* START Record set *

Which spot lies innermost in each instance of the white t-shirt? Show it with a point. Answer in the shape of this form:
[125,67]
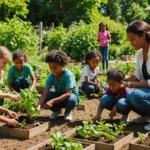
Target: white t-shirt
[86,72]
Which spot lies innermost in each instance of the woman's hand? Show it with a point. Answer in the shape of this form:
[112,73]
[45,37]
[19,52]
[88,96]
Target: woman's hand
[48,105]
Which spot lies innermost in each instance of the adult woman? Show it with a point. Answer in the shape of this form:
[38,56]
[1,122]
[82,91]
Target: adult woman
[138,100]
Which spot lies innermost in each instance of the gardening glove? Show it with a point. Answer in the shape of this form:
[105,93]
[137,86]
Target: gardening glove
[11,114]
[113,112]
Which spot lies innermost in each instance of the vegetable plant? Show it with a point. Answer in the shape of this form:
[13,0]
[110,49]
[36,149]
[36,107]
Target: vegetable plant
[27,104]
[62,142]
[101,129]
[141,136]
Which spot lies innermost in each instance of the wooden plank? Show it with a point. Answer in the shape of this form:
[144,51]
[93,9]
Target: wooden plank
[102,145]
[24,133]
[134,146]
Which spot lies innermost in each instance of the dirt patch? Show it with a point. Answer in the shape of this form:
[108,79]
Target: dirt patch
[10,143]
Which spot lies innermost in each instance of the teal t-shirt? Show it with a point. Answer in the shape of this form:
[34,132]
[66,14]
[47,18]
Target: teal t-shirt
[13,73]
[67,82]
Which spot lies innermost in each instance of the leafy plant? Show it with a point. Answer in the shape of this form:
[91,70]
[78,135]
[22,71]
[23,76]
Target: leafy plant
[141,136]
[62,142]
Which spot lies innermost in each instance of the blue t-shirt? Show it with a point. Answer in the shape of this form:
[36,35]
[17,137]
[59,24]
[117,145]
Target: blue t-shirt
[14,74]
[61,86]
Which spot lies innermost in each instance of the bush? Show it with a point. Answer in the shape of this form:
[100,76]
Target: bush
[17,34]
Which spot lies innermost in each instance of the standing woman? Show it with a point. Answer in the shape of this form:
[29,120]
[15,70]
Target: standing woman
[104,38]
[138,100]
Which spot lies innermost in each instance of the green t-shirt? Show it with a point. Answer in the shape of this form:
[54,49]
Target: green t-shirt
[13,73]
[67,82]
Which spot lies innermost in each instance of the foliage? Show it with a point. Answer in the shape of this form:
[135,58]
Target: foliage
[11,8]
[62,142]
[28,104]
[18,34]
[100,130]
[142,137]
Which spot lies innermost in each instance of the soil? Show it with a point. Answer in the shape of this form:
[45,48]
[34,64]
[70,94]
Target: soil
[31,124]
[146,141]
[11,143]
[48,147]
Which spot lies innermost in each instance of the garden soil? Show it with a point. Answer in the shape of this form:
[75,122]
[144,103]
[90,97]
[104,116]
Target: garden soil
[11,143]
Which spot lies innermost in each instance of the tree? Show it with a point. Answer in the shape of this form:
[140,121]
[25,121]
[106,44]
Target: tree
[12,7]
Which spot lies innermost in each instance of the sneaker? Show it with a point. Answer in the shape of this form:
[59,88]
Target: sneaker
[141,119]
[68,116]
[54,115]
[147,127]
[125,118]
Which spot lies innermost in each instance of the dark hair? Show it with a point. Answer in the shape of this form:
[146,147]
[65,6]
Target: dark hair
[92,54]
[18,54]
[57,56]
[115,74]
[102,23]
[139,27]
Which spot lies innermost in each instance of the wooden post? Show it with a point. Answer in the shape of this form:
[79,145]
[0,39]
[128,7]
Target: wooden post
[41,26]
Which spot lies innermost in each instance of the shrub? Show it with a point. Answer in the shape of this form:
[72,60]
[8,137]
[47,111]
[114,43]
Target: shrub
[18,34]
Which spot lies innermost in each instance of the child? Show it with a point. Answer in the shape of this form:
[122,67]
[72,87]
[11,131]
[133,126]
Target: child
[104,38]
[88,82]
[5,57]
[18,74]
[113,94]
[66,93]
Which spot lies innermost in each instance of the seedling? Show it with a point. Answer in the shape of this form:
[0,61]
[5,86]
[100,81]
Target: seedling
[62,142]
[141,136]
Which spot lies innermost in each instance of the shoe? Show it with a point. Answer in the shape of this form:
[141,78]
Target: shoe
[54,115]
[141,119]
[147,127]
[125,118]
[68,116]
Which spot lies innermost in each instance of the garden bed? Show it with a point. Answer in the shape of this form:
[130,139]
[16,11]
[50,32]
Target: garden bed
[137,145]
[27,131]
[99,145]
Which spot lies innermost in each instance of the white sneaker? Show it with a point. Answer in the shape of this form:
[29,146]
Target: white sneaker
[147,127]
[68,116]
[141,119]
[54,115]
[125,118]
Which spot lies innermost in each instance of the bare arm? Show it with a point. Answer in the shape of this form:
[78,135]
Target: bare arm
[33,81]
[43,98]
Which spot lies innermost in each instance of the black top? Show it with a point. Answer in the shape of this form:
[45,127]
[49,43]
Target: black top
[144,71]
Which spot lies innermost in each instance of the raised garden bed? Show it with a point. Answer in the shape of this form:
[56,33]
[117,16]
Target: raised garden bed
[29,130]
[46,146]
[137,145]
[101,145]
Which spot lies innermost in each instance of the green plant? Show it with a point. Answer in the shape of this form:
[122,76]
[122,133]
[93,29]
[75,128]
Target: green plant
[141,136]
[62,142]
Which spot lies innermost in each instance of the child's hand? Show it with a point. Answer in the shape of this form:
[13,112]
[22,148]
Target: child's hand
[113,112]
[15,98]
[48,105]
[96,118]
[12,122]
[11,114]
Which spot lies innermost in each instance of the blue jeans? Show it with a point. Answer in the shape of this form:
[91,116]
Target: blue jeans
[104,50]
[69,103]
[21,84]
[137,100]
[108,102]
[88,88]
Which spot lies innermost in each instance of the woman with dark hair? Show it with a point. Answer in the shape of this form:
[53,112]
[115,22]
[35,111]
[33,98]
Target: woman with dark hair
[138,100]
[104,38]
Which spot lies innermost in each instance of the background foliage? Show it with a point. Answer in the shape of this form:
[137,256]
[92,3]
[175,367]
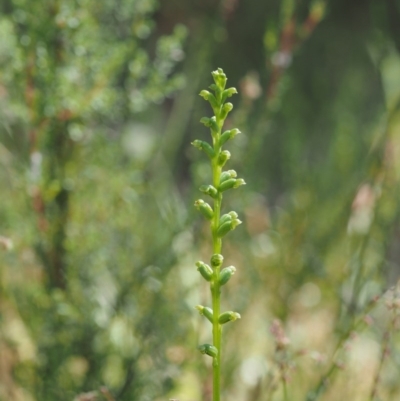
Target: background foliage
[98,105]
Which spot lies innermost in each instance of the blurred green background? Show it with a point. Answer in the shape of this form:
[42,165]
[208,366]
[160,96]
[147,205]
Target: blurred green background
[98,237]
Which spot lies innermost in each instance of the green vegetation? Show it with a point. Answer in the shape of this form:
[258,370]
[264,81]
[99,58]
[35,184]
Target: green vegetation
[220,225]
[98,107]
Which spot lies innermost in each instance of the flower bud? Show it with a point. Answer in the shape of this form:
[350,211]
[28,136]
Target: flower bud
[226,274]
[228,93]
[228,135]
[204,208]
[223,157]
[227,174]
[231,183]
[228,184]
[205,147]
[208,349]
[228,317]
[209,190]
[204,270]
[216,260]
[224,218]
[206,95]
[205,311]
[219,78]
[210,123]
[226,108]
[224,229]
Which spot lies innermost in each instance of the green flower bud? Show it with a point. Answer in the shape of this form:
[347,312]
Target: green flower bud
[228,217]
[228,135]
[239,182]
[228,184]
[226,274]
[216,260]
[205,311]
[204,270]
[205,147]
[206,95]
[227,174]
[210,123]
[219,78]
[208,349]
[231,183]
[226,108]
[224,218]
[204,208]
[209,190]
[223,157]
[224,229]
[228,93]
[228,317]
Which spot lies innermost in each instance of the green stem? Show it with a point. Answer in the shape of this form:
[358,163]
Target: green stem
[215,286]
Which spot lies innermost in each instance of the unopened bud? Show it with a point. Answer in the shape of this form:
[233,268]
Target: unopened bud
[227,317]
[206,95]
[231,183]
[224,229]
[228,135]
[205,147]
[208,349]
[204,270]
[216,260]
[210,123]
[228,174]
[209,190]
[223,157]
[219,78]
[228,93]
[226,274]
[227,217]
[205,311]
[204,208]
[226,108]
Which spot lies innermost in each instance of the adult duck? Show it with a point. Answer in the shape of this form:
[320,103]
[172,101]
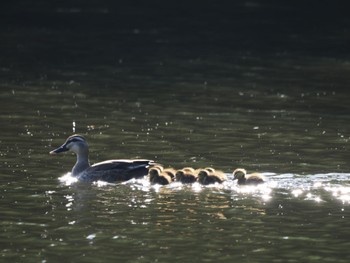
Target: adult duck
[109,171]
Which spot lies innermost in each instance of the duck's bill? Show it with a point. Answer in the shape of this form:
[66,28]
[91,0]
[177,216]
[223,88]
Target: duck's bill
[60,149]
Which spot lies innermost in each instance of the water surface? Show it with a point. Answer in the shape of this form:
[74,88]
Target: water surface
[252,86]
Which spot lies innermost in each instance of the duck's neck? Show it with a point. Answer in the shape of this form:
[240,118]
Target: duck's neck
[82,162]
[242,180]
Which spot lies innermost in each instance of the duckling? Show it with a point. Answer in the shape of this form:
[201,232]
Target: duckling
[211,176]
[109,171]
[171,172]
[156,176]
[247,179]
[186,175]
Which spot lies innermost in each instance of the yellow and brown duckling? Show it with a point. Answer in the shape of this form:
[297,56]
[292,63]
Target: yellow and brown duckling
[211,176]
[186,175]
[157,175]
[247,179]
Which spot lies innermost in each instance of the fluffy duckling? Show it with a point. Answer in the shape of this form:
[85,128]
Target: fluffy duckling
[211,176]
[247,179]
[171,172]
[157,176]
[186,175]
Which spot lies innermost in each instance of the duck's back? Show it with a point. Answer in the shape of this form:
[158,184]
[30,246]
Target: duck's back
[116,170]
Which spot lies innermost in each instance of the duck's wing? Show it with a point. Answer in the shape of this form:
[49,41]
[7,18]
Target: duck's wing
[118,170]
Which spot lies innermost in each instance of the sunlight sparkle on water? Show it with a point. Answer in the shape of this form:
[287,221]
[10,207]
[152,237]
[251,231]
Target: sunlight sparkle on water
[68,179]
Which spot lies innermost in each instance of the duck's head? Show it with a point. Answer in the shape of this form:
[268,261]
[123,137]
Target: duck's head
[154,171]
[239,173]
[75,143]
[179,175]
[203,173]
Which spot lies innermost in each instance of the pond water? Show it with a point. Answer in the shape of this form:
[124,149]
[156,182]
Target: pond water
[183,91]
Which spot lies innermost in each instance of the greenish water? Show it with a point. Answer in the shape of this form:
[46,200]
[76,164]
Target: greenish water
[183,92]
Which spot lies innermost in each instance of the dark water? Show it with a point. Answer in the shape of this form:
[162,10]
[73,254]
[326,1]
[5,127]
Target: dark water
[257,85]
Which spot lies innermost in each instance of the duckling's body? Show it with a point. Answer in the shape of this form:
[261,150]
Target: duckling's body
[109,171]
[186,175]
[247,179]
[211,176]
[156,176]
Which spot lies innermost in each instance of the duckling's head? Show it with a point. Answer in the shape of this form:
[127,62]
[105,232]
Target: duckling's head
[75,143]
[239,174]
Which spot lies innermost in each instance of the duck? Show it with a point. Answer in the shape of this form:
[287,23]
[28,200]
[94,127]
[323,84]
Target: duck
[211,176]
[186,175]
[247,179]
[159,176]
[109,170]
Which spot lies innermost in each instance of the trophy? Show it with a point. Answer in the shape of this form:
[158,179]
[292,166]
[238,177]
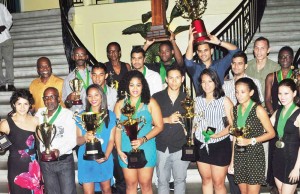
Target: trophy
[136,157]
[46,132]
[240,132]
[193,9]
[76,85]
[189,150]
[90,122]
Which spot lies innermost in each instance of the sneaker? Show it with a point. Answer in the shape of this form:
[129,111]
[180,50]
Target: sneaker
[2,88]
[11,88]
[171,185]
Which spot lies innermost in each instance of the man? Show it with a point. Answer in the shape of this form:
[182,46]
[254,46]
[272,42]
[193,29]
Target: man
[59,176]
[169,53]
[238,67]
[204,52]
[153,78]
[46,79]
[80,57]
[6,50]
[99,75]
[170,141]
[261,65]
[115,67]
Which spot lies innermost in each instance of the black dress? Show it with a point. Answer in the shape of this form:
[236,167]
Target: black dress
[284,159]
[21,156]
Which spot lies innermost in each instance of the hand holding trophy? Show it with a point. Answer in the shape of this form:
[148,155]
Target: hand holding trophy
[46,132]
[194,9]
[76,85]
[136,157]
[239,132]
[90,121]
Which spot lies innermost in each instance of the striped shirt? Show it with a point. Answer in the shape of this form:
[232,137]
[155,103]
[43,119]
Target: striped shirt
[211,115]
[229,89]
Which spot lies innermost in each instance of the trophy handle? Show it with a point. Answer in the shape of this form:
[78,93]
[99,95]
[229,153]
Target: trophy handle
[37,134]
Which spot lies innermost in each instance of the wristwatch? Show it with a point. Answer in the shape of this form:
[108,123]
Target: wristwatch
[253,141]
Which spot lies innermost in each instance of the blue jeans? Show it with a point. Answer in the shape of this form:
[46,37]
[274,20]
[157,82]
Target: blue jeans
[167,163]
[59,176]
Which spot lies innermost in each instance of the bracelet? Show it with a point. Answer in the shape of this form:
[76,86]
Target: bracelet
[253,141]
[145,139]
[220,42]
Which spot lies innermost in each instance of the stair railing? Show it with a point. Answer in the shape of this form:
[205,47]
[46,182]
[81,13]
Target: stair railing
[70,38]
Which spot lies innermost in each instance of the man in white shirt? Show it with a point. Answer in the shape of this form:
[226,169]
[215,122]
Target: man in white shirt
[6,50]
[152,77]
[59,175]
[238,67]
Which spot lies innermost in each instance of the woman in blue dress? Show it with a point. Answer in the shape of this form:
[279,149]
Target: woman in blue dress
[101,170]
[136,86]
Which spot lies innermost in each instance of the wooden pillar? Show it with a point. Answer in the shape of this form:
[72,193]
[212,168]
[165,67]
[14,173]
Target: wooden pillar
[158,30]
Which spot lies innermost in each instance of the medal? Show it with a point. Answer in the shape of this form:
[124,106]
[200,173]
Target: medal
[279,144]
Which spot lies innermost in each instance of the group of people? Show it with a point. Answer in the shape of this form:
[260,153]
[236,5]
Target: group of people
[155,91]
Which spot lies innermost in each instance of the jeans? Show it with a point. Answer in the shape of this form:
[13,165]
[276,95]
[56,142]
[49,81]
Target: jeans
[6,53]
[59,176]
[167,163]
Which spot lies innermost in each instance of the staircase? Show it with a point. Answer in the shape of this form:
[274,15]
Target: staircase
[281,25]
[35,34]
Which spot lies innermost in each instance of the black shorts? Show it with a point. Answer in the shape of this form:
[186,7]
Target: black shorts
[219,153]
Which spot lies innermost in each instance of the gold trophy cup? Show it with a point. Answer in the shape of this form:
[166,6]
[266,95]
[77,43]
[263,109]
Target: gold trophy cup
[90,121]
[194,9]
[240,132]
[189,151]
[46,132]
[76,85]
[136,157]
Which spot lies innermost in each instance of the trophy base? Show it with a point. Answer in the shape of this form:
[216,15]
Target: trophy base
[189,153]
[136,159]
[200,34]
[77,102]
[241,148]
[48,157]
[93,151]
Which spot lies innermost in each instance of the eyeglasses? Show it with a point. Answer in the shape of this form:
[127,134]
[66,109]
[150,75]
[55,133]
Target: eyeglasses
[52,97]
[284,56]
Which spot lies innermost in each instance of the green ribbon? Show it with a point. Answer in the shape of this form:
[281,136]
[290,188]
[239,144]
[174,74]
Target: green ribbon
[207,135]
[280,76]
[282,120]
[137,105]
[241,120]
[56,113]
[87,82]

* END Record set *

Write out exactly the lines of the entries above that run from the line containing "Which spot lies innermost in each instance of the trophy base?" through the last line, including both.

Which spot lies innermost in each instance of the trophy base? Show it with a point. Answer in the shape of this form:
[216,15]
Target: trophy base
[189,153]
[136,159]
[200,34]
[77,102]
[241,148]
[48,157]
[93,151]
Which spot lies innermost in each instance of the eyeglasses? Show it with a point. Answer in the shape of this form:
[127,134]
[66,109]
[150,75]
[55,133]
Target: eyeglasses
[52,97]
[284,56]
Which spot lies innermost in each instance of the green ribbon? Show it with a point. Answer in the shape of this form:
[281,136]
[290,188]
[239,144]
[174,74]
Target: green ribbon
[207,135]
[280,76]
[282,120]
[137,105]
[241,120]
[56,113]
[87,82]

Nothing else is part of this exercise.